PROBLEM 1:
In the opinion excerpt below, retype the passage that begins with the words "We reverse, render" and ends with "in Wheeler County.".
Start of SOURCE TEXT
We reverse, render in part, and remand in part.
Factual and Procedural History
Castille purchased from Hicks ninety-six acres of a 100-acre tract of land in Wheeler County.
The remaining four acres included a parcel of approximately .28 acre subject to a lease agreement
between American Tower, L.P. and Hicks. Castille and Hicks agreed that Castille would hold a right
of first refusal as to the four acres (the Agreement). The Agreement provides as follows:
For and in consideration of the sum of TEN AND NO/100 ($10.00) DOLLARS, the purchase of certain
real estate located in Wheeler County, Texas, owned by CECIL HICKS, hereinafter referred to as
“Hicks,” by TIM CASTILLE, hereinafter referred to as “Castille,” that the said Hicks gives
Castille the right of first refusal to purchase a four (4) acre tract of land and the American
Tower Lease currently in effect on said land, said four acres more fully described by metes and
bounds on Exhibit “A” attached hereto and incorporated herein for all purposes.
Such right of first refusal shall be exercised within sixty (60) days of receipt of written
notice via certified mail, return receipt requested, from Hicks to Castille, that Hicks no
longer desires to use such real estate or desires to sell same. In the event Castille does not
exercise the right to purchase within sixty (60) days, this right of first refusal shall
terminate and be of no further force and effect.
DATED this 30 day of May, 2006.
Both Hicks and Castille signed the Agreement. The issue in this case centers on whether the
Agreement would permit the sale of the .28 acre subject to the lease or whether the four-acre tract
must remain intact.
End of SOURCE TEXT
Start of PROVIDED MATERIAL
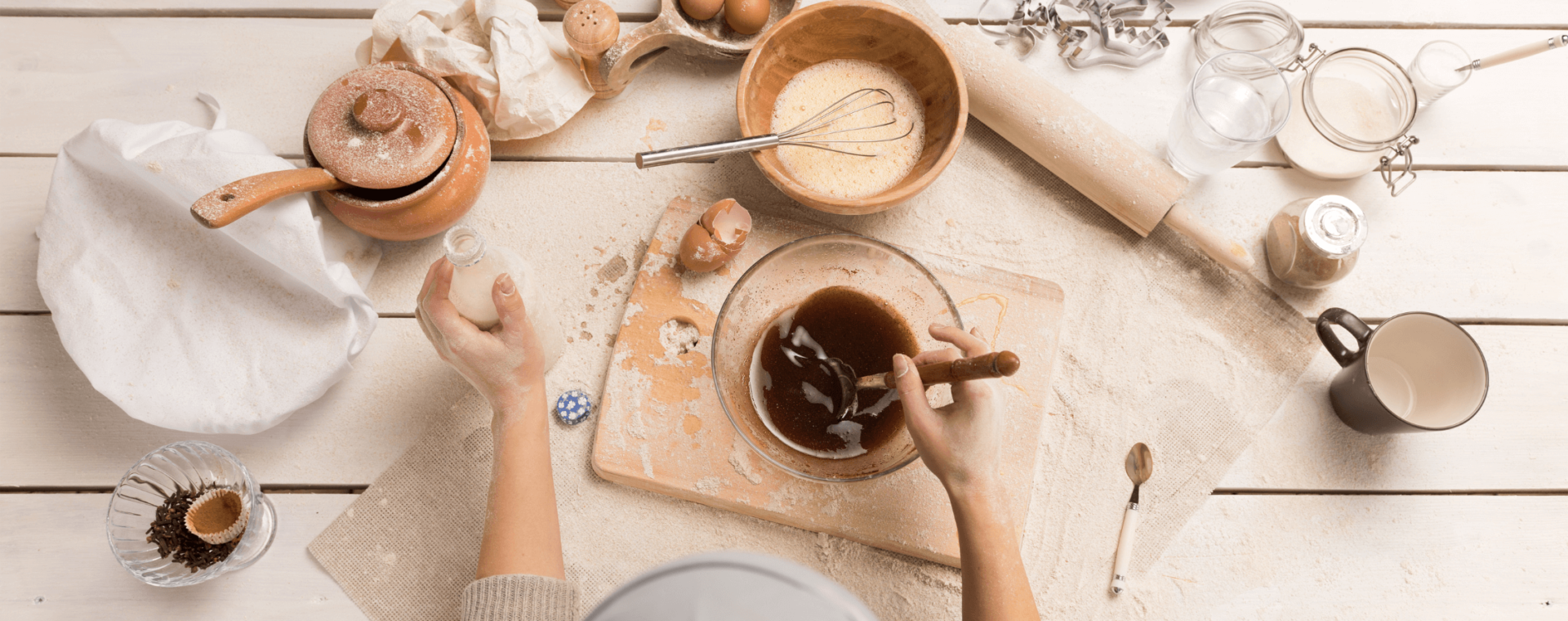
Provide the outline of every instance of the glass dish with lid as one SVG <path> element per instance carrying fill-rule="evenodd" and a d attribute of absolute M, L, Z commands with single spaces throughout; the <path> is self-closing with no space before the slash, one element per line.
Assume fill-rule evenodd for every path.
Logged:
<path fill-rule="evenodd" d="M 248 508 L 248 522 L 223 560 L 191 569 L 165 557 L 149 541 L 160 507 L 180 491 L 230 489 Z M 108 547 L 132 576 L 154 586 L 188 586 L 243 569 L 262 558 L 278 533 L 278 511 L 240 459 L 221 447 L 183 441 L 143 456 L 125 470 L 110 496 Z"/>

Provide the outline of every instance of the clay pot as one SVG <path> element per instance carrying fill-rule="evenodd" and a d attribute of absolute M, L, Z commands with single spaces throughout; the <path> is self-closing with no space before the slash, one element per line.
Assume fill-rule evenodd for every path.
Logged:
<path fill-rule="evenodd" d="M 198 199 L 191 215 L 216 229 L 281 196 L 315 191 L 354 231 L 419 240 L 474 207 L 489 149 L 478 110 L 445 80 L 412 63 L 378 63 L 337 78 L 317 100 L 306 122 L 309 168 L 240 179 Z"/>

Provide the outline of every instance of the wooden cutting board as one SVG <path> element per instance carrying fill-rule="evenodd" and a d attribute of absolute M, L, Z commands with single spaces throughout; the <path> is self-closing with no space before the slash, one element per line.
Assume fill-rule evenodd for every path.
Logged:
<path fill-rule="evenodd" d="M 768 251 L 837 231 L 753 215 L 740 256 L 718 271 L 698 274 L 681 265 L 677 252 L 681 235 L 706 209 L 676 198 L 648 245 L 605 378 L 594 472 L 621 485 L 958 566 L 947 494 L 920 461 L 869 481 L 811 481 L 756 455 L 731 427 L 709 369 L 713 323 L 731 285 Z M 1024 361 L 1018 375 L 1002 380 L 1011 439 L 1002 455 L 1004 480 L 1011 491 L 1013 524 L 1022 528 L 1049 403 L 1062 287 L 908 252 L 960 301 L 964 326 L 978 326 L 993 350 L 1016 351 Z M 671 329 L 679 325 L 673 320 L 690 323 L 699 336 L 682 337 Z"/>

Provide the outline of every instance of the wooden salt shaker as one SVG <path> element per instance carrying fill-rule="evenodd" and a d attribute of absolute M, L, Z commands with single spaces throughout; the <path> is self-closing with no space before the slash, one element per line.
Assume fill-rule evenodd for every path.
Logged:
<path fill-rule="evenodd" d="M 566 11 L 561 33 L 566 34 L 566 44 L 582 56 L 582 71 L 588 77 L 588 85 L 593 86 L 594 99 L 610 99 L 621 94 L 621 89 L 612 88 L 604 74 L 599 72 L 599 58 L 621 38 L 621 19 L 615 9 L 604 0 L 577 2 Z"/>

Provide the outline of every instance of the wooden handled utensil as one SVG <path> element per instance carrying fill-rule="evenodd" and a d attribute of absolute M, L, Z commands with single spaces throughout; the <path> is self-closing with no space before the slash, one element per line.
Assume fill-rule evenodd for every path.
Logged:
End of PROVIDED MATERIAL
PROBLEM 2:
Echo the lines of the records from their start through the line that contains "768 251 L 837", including both ends, and leave out the pictures.

SOLUTION 1:
We reverse, render in part, and remand in part.
Factual and Procedural History
Castille purchased from Hicks ninety-six acres of a 100-acre tract of land in Wheeler County.

SOLUTION 2:
Provide the outline of every instance of the glass dish with lid as one SVG <path> element per instance carrying fill-rule="evenodd" and a d attribute of absolute M, L, Z commands with single spaces throughout; the <path> is self-closing with no space before the slash, one element per line.
Assume fill-rule evenodd for every path.
Logged:
<path fill-rule="evenodd" d="M 248 508 L 248 522 L 223 560 L 191 569 L 165 557 L 149 541 L 160 507 L 180 491 L 230 489 Z M 108 547 L 132 576 L 154 586 L 188 586 L 243 569 L 262 558 L 278 533 L 278 511 L 240 459 L 221 447 L 183 441 L 143 456 L 125 470 L 110 496 Z"/>

Provide the outline of every instance of the clay pot as one SVG <path> element per instance carrying fill-rule="evenodd" and a d attribute of absolute M, L, Z commands with single spaces throughout; the <path> is self-closing with no space before the slash, one element per line.
Assume fill-rule evenodd for every path.
Logged:
<path fill-rule="evenodd" d="M 198 199 L 191 215 L 216 229 L 281 196 L 315 191 L 354 231 L 419 240 L 474 207 L 489 149 L 478 110 L 445 80 L 412 63 L 378 63 L 337 78 L 317 100 L 306 122 L 309 168 L 240 179 Z"/>

Provide the outline of every instance of the wooden cutting board as one SVG <path> element per instance carrying fill-rule="evenodd" and a d attribute of absolute M, L, Z commands with single spaces throughout; the <path> is self-closing with no space before the slash, one element per line.
Assume fill-rule evenodd for every path.
Logged:
<path fill-rule="evenodd" d="M 768 251 L 837 231 L 753 215 L 740 256 L 718 271 L 698 274 L 681 265 L 677 252 L 681 235 L 706 209 L 676 198 L 648 245 L 605 378 L 594 472 L 621 485 L 958 566 L 947 494 L 920 461 L 869 481 L 811 481 L 756 455 L 731 427 L 709 369 L 713 323 L 731 285 Z M 1024 361 L 1018 375 L 1002 380 L 1011 439 L 1002 455 L 1004 480 L 1011 491 L 1013 524 L 1022 528 L 1049 403 L 1062 287 L 908 252 L 960 301 L 964 326 L 978 326 L 993 350 L 1016 351 Z M 671 329 L 679 325 L 673 320 L 690 323 L 699 336 L 682 337 Z"/>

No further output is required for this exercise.